**DATA EXCERPTS**
▽

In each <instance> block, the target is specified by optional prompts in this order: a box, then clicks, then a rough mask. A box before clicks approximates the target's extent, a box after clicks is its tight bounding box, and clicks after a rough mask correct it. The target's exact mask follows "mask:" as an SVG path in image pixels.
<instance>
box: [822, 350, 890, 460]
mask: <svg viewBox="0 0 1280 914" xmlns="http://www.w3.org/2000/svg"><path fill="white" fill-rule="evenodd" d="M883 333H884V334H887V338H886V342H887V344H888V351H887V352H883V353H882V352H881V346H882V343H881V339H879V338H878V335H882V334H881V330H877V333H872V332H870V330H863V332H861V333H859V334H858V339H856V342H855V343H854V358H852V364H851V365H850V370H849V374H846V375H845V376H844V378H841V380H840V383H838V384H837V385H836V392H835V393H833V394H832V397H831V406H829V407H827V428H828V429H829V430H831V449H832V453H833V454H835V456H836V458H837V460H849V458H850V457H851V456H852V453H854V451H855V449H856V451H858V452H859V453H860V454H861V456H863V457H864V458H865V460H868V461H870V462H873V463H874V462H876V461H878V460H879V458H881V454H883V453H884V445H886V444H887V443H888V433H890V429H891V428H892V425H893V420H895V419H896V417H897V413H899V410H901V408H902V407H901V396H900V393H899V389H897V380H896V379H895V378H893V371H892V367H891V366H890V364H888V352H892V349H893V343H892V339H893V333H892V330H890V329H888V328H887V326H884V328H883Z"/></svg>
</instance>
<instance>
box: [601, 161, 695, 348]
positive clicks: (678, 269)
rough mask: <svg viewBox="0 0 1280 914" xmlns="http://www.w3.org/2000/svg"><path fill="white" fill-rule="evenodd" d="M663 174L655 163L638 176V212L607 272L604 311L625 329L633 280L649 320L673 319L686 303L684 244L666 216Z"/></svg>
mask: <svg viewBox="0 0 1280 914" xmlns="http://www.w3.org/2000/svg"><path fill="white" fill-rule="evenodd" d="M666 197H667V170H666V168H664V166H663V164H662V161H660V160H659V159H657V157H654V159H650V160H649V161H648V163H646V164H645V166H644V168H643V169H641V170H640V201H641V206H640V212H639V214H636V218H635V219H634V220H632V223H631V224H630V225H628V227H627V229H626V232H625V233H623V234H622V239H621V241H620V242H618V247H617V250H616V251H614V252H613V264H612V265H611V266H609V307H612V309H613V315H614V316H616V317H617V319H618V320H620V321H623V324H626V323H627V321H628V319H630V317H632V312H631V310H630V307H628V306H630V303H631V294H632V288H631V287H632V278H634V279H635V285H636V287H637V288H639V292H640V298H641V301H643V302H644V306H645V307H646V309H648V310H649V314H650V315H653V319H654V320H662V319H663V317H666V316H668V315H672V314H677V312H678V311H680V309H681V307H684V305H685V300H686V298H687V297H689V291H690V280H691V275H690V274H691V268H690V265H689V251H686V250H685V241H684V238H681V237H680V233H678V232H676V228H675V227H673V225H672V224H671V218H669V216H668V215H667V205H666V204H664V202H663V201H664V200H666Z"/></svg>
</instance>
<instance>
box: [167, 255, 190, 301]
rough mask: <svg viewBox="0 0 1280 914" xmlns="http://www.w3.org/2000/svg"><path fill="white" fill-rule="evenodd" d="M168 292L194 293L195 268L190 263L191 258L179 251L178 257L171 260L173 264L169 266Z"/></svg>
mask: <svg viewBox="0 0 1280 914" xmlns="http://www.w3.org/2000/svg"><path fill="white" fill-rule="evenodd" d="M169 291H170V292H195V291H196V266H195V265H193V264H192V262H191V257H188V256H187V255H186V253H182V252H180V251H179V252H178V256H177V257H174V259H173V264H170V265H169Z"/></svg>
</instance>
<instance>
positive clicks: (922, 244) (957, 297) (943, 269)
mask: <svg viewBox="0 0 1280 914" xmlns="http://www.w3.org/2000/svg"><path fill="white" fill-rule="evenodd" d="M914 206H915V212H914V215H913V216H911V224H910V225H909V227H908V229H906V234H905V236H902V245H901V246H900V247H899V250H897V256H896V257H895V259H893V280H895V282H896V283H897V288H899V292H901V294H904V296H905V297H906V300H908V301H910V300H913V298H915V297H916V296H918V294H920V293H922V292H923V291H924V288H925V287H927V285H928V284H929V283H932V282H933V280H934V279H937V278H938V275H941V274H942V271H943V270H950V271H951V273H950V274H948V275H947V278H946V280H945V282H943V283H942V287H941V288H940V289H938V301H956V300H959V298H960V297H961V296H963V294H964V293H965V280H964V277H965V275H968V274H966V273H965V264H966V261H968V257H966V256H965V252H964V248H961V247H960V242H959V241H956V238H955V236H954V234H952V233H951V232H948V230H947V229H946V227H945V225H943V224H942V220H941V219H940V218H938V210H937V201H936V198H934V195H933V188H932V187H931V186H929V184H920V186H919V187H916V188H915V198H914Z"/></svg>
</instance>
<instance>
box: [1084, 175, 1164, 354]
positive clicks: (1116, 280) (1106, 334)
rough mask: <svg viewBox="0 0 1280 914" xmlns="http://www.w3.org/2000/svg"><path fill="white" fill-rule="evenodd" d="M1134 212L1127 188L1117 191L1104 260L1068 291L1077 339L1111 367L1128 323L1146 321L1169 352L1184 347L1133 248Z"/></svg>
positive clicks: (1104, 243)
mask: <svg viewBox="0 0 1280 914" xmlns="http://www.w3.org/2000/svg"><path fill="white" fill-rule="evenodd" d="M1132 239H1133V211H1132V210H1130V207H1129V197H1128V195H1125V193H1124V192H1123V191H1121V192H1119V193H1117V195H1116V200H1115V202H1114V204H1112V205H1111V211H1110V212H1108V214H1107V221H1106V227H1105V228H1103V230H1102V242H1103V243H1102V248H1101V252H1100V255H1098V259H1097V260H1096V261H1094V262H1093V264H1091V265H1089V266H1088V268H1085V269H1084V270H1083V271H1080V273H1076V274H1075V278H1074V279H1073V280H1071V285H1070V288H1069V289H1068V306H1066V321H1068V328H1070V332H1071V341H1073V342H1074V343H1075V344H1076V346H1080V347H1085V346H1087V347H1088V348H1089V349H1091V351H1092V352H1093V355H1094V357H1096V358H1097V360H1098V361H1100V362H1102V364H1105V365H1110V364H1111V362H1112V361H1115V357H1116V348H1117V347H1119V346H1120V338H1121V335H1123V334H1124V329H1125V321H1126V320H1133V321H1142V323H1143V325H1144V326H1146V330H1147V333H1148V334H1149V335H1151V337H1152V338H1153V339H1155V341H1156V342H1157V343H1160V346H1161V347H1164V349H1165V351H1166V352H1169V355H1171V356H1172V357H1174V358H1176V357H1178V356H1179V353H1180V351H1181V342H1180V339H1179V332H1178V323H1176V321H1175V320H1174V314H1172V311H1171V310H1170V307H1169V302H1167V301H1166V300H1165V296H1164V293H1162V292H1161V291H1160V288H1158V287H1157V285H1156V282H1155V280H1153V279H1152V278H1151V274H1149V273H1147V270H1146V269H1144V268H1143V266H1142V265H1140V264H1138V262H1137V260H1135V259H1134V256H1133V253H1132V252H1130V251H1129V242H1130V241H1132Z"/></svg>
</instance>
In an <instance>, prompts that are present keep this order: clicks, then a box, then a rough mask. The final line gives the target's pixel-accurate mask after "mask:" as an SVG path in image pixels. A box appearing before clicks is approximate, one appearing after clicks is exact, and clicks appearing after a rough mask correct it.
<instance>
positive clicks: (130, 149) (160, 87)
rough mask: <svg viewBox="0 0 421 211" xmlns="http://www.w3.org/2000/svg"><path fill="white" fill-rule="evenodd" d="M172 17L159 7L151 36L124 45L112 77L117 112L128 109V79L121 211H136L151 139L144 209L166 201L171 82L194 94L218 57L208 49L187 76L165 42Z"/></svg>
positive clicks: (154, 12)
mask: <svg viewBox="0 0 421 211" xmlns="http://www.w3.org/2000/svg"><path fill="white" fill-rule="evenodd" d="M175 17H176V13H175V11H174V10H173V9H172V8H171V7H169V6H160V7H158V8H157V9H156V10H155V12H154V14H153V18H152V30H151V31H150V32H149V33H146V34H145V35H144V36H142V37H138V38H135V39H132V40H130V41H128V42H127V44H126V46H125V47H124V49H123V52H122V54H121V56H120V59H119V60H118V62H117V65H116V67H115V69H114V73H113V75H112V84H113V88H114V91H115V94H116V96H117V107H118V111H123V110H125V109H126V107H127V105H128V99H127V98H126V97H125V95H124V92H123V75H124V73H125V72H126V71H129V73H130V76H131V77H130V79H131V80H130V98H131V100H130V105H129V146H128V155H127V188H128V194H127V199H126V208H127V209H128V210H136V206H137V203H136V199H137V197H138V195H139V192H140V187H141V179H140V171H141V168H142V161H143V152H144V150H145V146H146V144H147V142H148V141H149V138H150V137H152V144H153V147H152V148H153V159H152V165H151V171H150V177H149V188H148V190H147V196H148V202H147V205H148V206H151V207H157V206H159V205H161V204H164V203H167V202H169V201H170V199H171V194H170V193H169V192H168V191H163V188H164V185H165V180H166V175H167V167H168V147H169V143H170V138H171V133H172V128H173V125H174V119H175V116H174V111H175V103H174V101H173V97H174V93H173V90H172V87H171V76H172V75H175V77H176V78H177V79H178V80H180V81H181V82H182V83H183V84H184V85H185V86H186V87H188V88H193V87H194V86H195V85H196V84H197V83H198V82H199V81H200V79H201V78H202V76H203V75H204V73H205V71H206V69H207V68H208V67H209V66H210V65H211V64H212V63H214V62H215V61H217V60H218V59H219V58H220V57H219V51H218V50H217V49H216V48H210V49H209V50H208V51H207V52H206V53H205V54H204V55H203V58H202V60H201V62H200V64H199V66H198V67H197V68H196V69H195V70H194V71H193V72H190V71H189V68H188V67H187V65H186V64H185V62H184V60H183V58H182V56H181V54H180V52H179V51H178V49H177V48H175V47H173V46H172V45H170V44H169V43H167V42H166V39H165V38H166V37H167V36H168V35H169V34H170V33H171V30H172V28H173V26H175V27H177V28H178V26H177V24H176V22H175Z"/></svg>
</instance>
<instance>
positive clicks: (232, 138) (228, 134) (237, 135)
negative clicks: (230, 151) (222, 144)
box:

△

Copy whichever lines above contain the string "after".

In each <instance> block, the target is specified by optional prompts in this order: a box, then clicks, then a rough mask. A box before clicks approximates the target's extent, a box after clicks is its tight bounding box, and clicks after a rough mask correct it. The target's exact mask follows "mask:" as an SVG path in image pixels.
In an <instance>, prompts that are present keep this order: clicks, then a box, then a rough mask. The final line gives the target's pixel-accurate mask after "mask:" as an SVG path in image pixels. A box appearing before clicks is approximate, one appearing after clicks is exact, and clicks appearing after a rough mask correct it.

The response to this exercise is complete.